** Trecho do documento **
'O chefe aprovou o meu mestrado em Londres e eu fui promovido na volta'
Rafael Bruno, de 27 anos, superintendente de fusões e aquisições do Banco Real
Relacionamentos profissionais complicados são a terceira causa de demissão de
executivos e estão na frente até mesmo do mau desempenho quando chega a hora de
determinar quem vai ficar fora do jogo.
Foi essa a conclusão de um estudo da DBM, consultoria especializada em
recolocação, com escritório em São Paulo, que ouviu 420 executivos brasileiros
entre abril de 2006 e abril deste ano. No levantamento, a má interação entre as
pessoas só perde para fatores externos e, portanto, de difícil controle, como
reestruturações, fusões e aquisições. “E pensar que, muitas vezes, essa falta de
‘química’ entre chefe e subordinado poderia ser contornada”, diz Marcelo
Cardoso, presidente da DBM.
Os 123 445 profissionais que responderam à pesquisa em que se baseou a edição
2007 do Guia VOCÊ S/A-EXAME. As Melhores Empresas para Você Trabalhar também têm
seus senões em relação à liderança. “Meu chefe não me ajuda a decidir sobre qual
caminho seguir na carreira, não me apóia e não ouve minhas sugestões.” Essas
foram algumas das queixas apontadas por eles. Reclamações que, no fundo, passam
pelas dificuldades de convivência. Situações que não só deixam o dia-a-dia mais
difícil, como também podem atrasar a carreira. Afinal, o chefe é o principal
fator de engajamento com a companhia. “Este ano, cruzamos dados de nossas
pesquisas mundiais com informações de clientes e descobrimos que sete em cada
dez pessoas pedem demissão por não se dar bem com o superior”, diz Gustavo
Oliveira, vice-presidente do Gallup Consulting, instituição americana de
pesquisa e consultoria com escritório em São Paulo.

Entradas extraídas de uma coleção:
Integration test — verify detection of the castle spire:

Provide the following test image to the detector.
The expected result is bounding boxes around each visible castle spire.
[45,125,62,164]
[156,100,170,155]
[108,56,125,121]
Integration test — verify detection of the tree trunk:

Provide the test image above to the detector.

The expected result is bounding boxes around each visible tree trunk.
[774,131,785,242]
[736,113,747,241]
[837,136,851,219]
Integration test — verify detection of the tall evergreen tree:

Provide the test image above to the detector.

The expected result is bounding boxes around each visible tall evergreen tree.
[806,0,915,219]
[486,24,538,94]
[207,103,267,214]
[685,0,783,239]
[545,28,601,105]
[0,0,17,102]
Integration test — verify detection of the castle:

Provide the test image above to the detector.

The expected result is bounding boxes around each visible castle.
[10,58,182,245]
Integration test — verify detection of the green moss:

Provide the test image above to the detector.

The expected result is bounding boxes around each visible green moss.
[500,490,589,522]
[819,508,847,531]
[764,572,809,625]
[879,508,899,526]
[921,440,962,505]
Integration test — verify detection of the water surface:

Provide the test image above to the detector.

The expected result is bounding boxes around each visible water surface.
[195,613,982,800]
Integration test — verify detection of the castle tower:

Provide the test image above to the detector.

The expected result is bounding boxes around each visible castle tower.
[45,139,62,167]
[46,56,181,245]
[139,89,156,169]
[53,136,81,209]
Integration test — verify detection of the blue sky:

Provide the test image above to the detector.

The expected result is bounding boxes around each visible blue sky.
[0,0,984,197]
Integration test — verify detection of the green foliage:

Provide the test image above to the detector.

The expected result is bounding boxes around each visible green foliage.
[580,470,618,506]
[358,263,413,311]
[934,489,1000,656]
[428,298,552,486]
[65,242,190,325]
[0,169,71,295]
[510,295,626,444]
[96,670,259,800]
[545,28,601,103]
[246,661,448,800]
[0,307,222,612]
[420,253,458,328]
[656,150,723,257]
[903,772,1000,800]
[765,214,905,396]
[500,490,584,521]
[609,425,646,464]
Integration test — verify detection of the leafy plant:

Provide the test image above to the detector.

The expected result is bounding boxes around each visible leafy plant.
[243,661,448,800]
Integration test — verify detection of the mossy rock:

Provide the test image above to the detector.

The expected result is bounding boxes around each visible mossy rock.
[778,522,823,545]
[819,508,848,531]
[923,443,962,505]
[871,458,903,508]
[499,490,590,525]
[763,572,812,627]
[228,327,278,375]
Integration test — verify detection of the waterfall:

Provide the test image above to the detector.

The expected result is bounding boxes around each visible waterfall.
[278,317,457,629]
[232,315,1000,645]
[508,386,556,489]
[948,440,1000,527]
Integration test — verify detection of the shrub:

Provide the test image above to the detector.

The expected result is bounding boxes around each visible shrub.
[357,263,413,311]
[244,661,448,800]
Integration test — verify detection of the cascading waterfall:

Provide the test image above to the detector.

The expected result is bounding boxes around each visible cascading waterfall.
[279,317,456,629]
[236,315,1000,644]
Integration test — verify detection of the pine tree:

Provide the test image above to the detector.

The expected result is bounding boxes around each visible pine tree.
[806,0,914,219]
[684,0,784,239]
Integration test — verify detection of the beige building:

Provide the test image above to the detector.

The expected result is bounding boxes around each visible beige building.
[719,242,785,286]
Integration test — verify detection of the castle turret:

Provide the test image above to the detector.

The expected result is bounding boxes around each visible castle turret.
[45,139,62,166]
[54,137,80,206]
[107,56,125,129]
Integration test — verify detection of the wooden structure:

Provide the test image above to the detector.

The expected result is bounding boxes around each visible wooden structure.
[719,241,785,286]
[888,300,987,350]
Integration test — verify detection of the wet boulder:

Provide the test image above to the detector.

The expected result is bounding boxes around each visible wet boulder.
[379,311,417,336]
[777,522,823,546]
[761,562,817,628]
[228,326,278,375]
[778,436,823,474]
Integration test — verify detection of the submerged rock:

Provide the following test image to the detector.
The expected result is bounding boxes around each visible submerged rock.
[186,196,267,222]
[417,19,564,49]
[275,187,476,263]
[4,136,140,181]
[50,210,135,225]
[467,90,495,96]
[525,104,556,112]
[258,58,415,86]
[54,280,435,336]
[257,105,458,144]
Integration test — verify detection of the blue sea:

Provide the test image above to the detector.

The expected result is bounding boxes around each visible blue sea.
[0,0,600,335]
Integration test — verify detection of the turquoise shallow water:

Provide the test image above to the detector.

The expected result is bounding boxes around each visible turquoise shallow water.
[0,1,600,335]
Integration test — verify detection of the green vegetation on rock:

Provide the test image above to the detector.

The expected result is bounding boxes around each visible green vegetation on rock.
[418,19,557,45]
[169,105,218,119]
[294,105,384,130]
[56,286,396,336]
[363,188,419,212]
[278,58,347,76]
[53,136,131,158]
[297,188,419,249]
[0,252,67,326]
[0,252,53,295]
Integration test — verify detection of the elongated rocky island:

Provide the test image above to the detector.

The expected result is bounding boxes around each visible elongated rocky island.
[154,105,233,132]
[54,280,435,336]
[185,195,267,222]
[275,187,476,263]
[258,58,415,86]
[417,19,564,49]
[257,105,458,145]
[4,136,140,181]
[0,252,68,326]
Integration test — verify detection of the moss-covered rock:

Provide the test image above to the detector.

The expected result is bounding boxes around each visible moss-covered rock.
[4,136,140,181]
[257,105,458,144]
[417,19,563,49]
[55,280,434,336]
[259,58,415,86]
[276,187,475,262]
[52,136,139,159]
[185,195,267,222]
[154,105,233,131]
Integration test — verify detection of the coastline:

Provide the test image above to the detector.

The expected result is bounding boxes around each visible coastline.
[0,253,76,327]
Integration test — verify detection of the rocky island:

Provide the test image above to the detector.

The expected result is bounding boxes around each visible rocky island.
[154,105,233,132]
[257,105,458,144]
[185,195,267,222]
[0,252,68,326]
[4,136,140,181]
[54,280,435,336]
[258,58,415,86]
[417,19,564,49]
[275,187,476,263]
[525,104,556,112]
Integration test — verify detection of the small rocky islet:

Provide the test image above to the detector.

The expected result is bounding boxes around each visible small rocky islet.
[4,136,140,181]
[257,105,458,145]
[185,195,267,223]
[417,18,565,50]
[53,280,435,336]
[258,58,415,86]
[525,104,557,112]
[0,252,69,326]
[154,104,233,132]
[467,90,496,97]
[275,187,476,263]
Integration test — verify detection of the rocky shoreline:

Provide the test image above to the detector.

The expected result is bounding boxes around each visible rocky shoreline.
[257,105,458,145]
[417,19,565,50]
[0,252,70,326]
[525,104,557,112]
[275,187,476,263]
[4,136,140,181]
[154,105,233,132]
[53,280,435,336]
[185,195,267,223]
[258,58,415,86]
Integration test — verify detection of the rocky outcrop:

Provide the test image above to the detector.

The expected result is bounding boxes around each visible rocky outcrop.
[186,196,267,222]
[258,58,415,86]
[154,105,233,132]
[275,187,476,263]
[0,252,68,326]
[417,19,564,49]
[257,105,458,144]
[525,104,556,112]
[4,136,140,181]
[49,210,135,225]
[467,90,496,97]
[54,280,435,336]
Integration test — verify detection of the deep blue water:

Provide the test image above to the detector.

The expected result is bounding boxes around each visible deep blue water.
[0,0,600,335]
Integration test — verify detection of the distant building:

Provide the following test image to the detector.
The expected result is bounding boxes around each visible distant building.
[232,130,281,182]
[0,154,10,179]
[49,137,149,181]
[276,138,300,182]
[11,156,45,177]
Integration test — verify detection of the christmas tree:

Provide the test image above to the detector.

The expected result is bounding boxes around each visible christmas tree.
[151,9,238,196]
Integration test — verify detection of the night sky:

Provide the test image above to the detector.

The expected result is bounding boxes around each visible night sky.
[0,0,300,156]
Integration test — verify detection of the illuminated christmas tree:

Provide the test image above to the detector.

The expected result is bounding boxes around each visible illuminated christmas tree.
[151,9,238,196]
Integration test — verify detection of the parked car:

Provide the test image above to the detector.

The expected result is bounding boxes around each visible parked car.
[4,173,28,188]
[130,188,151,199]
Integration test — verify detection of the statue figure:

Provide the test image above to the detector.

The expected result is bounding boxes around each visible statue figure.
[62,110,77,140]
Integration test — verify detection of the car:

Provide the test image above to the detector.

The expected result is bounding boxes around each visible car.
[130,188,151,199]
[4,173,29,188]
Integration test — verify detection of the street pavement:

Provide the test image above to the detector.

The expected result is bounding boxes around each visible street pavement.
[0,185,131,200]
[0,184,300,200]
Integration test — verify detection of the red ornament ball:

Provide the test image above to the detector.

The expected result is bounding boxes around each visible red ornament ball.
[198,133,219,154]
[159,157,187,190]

** Ações a realizar **
a – Indique se cada afirmação abaixo está de acordo com o trecho sobre demissões e relacionamento com a chefia, justificando com as palavras exatas do trecho: (i) o estudo da DBM ouviu 420 executivos brasileiros; (ii) segundo o estudo da DBM, o mau desempenho supera os relacionamentos profissionais complicados como causa de demissão de executivos; (iii) Marcelo Cardoso é vice-presidente do Gallup Consulting.
b – Atualize, na listagem, a parte que começa na linha que contém "Integration test — verify detection of the pine" e termina na linha que contém "[719,242,785,286]", trocando "pine tree" por "spruce tree" e mantendo todo o restante inalterado. Apresente somente essas linhas.
O trecho e a listagem não guardam relação entre si.

** Respostas às tarefas **
a –
(i) Sim: "ouviu 420 executivos brasileiros".
(ii) Não: "Relacionamentos profissionais complicados são a terceira causa de demissão de executivos e estão na frente até mesmo do mau desempenho".
(iii) Não: "Cardoso, presidente da DBM".

b –
Integration test — verify detection of the spruce tree:

Provide the test image above to the detector.

The expected result is bounding boxes around each visible spruce tree.
[806,0,914,219]
[684,0,784,239]
Integration test — verify detection of the beige building:

Provide the test image above to the detector.

The expected result is bounding boxes around each visible beige building.
[719,242,785,286]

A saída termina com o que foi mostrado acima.